■ Task instructions ■
**1.** Answer these from the Plotinus email thread:
(a) Which ennead describes the three "initial hypostases"?
(b) Which ennead takes up intelligible matter and sensible matter?
(c) How many hypostases are there after the two for matter are added to the original three?
**2.** Resume the Plotinus email thread at its last line and continue writing it.

On Mon, Jun 8, 2015 at 2:20 PM, Bruno Marchal <[email protected]> wrote:

>
> On 08 Jun 2015, at 15:58, Terren Suydam wrote:
>
>
>
> On Thu, Jun 4, 2015 at 1:59 PM, Bruno Marchal <[email protected]> wrote:
>
>>
>> On 04 Jun 2015, at 18:01, Terren Suydam wrote:
>>
>
> OK, so given a certain interpretation, some scholars added two hypostases
> to the original three.
>
>
> It is very natural to do. The ennead VI.1 describes the three "initial
> hypostases", and the subject of what is matter, notably the intelligible
> matter and the sensible matter, is the subject of the ennead II.4.
>
> It is a simplification of vocabulary, more than another interpretation.
>
>
>
> Then, it appears that you make a third interpretation by splitting the
> intellect, and the two matters.
>
> What justifies these splits?
>
>
> I am not sure I understand? Plotinus splits them too, as they are
> different subject matter. The "intellect" is the nous, the worlds of idea,
> and here the world of what the machine can prove (seen by her, and by God:
> G and G*).
> But matter is what you can predict with the FPI, and so it is a different
> notion, and likewise, in Plotinus, matter is given by a platonist rereading
> of Aristotle theory of indetermination. This is done in the ennead II-4.
> Why should we not split intellect and matter, which in appearance are very
> different, and the problem is more in consistently relating them. If we
> don't distinguish them, we cannot explain the problem of relating them.
>
>
Sorry, my question was ambiguous. What I mean is that after adding the two
hypostases for the two "matters", you have five hypostases, the initial
three plus the two for matter.

Then, you arrive at 8 hypostases by splitting the intellect into two, and
you do the same for each of the matter hyspostases. My question is what
plain-language rationale justifies creating these three extra hypostases?
And can we really say we're still talking about Plotinus's hypostases at
this point?

Terren



>
>
> And can you make this justification in plain language in a way that
> doesn't appear to be a "just so" interpretation that makes it easier for
> AUDA to go through?

■ Data section ■
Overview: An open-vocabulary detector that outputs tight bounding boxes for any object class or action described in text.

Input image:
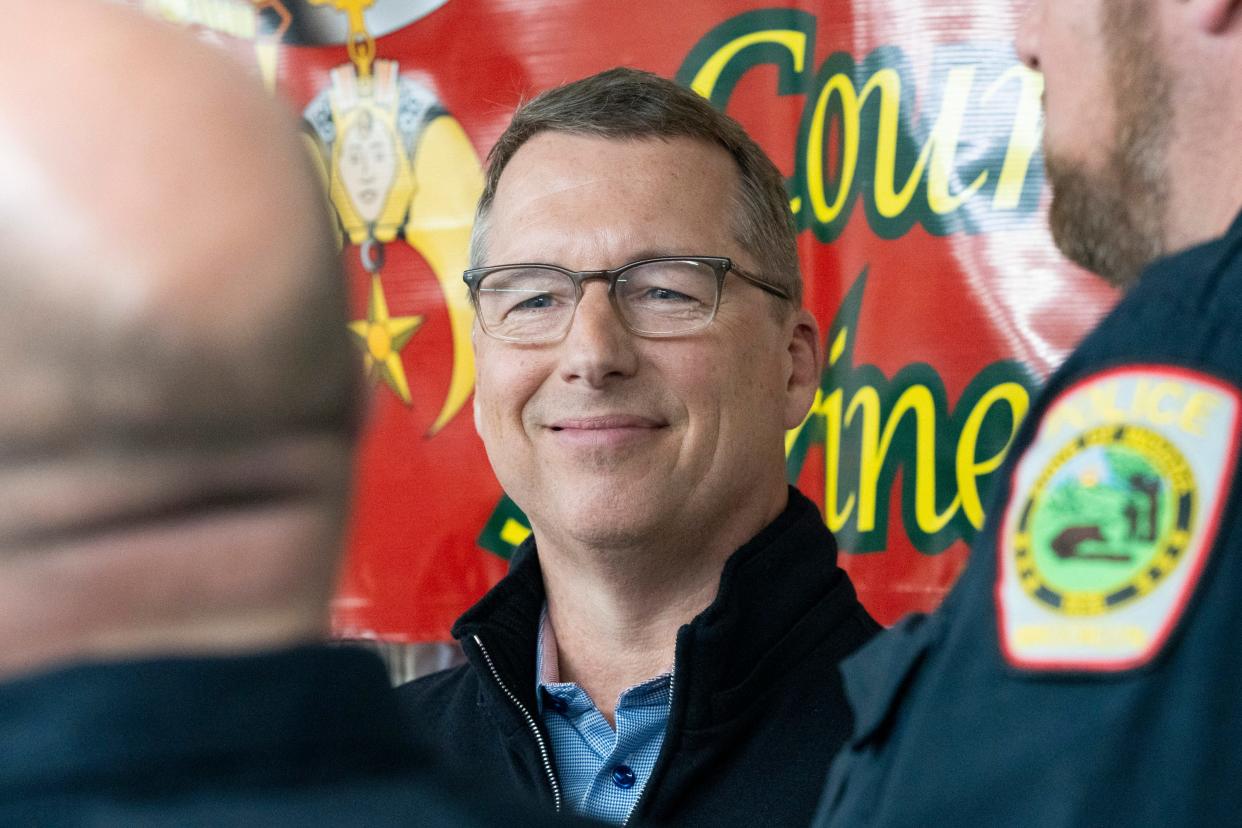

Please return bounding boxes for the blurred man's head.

■ Task-by-task results ■
**1.**
(a) Ennead VI.1
(b) Ennead II.4
(c) Five

**2.**
>
>
> God, or the One,  is played by the notion of Arithmetical Truth. Machines
> and humans cannot know it, or explore it "mechanically", and it is the
> roots of the web of machines dreams, but also of their semantics, in a
> large part.
> The Nous, is what machine can prove about themselves, and their remation
> with God, etc.
> The Soul, is where the machine proves true things, but not accidentally:
> as it is defined by the conjunction of p and the provability of p, for any
> (arithmetical) p. It is the idea of Theaetetus, that Plotinus might use
> implicitly (according to Bréhier), and which just works: it give a logic of
> an unameable, non-machine, knower.
>
> For matter; you want that the "measure one" for an event/proposition is
> certain, when it is true in all consistent continuation (this asks for []p,
> technically), but also, by incompleteness, this asks fro the diamond <>t
> (consistency, having a model, having at least one continuation, not
> belonging to a cul-de-sac world (all those things are mathematically
> equivalent in our setting). So prediction 1 (like the coffee-cup in the
> WM-duplication + promise of coffee made at both reconstitution place) would
> be []coffee & <>coffee. There is a coffee in all my extensions, and there
> is at least one extension (the act of faith made explicit).
> So the logic of physical "yes" is given by []p & <>t, with p sigma_1 (to
> get the restriction on the universal dovetailing). That corresponds to
> Plotinus theory of the intelligible matter, and that gives a pair of
> "quantum logic" (by applying a result of Goldblatt).
> The same with the sensible matter, where we replay the original idea of
> Theatetus, on intelligible matter.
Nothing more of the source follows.